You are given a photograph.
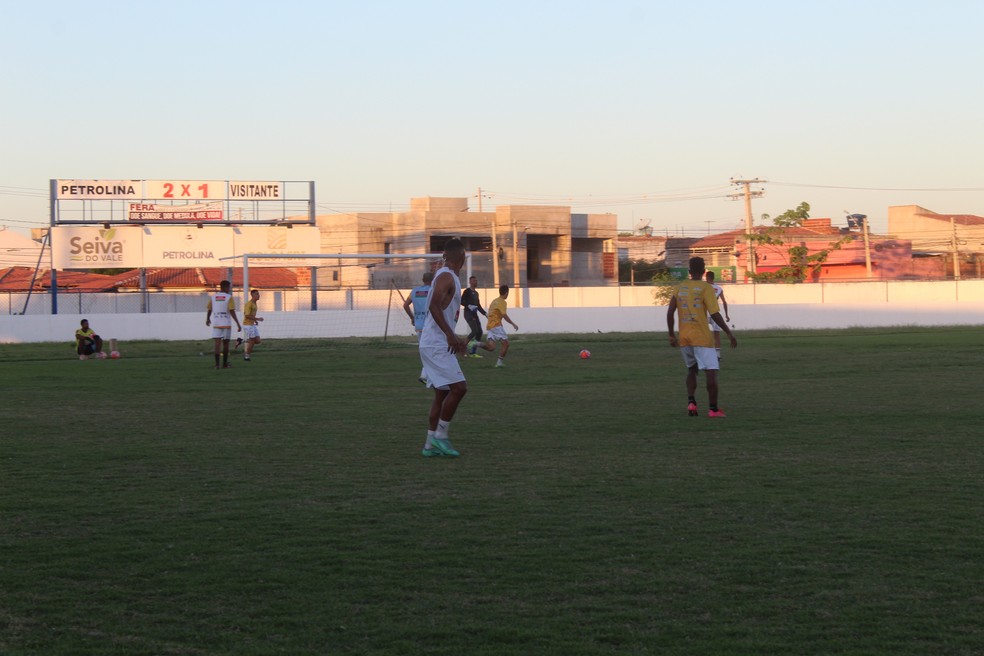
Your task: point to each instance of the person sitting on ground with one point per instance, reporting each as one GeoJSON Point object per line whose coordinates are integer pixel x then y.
{"type": "Point", "coordinates": [87, 342]}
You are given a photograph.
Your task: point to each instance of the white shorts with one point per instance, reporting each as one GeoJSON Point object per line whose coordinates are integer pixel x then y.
{"type": "Point", "coordinates": [705, 357]}
{"type": "Point", "coordinates": [498, 334]}
{"type": "Point", "coordinates": [440, 367]}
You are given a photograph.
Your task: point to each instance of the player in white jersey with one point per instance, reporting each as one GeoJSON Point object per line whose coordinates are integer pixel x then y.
{"type": "Point", "coordinates": [220, 315]}
{"type": "Point", "coordinates": [719, 294]}
{"type": "Point", "coordinates": [439, 347]}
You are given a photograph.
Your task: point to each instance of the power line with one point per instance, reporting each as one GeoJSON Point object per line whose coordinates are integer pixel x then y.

The exercise:
Omit the pictures. Transcribe every record exactly.

Reply:
You are given a photograph.
Your task: point to each instance of the person sitting on ground with one point per instance, reporting each as one GeoJSON Point object per line whose coordinates are integer pixel x then y.
{"type": "Point", "coordinates": [87, 342]}
You are given a photograph.
Your task: point to each instance of the white shorts with one point per instance, reporting each as one GeoJSON Point object per line whose coordinates are integer pixel x then y.
{"type": "Point", "coordinates": [705, 357]}
{"type": "Point", "coordinates": [498, 334]}
{"type": "Point", "coordinates": [440, 367]}
You are given a photograph.
Your task: point to each instance of the player in white jersey with one point per instance, reporting each as one GeoJSON Point object per line whose coordinates are integer pixel x then y.
{"type": "Point", "coordinates": [220, 315]}
{"type": "Point", "coordinates": [719, 294]}
{"type": "Point", "coordinates": [439, 347]}
You are given a photograph.
Your task: point to each instance of the power line with one point per instance, reporting each as one GeoJSON Point object per line whose coordinates are integer pixel x then y.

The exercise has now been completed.